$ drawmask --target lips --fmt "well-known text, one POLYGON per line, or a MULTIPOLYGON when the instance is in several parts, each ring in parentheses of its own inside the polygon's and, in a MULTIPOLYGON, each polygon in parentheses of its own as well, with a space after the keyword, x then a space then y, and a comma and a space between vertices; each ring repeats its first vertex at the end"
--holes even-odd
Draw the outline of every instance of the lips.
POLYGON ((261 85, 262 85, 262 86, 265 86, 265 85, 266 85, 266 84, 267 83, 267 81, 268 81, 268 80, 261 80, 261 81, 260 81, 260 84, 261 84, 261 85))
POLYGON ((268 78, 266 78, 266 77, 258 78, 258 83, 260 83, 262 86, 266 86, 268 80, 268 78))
* * *
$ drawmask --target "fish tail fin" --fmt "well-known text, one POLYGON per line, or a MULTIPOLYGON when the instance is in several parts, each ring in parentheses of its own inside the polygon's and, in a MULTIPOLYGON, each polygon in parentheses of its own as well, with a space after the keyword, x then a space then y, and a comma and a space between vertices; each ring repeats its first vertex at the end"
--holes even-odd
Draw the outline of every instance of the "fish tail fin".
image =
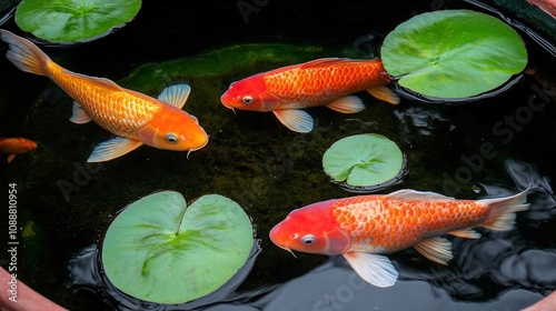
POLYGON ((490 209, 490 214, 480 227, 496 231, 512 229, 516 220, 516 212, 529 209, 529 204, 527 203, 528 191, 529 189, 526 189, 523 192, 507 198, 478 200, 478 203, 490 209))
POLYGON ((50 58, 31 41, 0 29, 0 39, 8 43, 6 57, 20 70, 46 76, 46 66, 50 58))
...
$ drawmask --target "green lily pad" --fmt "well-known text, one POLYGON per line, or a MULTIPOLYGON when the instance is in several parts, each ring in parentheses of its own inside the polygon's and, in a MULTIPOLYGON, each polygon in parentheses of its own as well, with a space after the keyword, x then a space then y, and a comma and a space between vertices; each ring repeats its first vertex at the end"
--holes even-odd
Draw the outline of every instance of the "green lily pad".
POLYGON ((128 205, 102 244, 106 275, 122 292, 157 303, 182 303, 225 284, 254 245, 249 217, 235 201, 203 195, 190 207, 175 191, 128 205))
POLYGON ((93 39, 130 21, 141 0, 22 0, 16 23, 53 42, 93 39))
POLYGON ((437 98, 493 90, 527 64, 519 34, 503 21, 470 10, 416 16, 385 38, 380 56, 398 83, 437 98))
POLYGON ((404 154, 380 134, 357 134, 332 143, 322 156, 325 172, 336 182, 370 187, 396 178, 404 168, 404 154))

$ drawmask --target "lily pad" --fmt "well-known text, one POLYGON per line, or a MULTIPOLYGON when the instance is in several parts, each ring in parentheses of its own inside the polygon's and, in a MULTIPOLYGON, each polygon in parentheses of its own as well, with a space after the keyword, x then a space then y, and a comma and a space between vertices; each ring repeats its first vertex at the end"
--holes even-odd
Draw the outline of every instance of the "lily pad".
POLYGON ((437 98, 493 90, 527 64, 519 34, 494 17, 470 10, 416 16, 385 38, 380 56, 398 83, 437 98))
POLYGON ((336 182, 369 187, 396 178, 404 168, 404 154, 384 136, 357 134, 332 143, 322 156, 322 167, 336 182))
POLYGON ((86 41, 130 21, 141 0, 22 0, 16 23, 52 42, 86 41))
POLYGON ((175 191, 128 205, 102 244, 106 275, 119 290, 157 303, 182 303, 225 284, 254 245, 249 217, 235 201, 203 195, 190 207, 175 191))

WHAT THE TASK ASKS >> Copy out the material from the line with "drawmask --target lips" to the line with "POLYGON ((268 78, 266", both lines included, keeping each line unchanged.

ANSWER TO THE EXERCISE >>
$ drawmask --target lips --fmt "well-known text, one POLYGON per line, or a MULTIPOLYGON when the instance is in several parts, each ring in parentheses of its own inside the polygon's and, in a MULTIPOLYGON, each polygon in parentheses of its own as well, with a space after the keyword, x then a space then y, and a comma and a space between vertices; each ring repeats its first vertex at the end"
--holes even-odd
Draw the outline of every instance of the lips.
POLYGON ((261 85, 262 85, 262 86, 265 86, 265 85, 266 85, 266 84, 267 83, 267 81, 268 81, 268 80, 261 80, 261 81, 260 81, 260 84, 261 84, 261 85))
POLYGON ((268 78, 266 78, 266 77, 258 78, 258 83, 260 83, 262 86, 266 86, 268 80, 268 78))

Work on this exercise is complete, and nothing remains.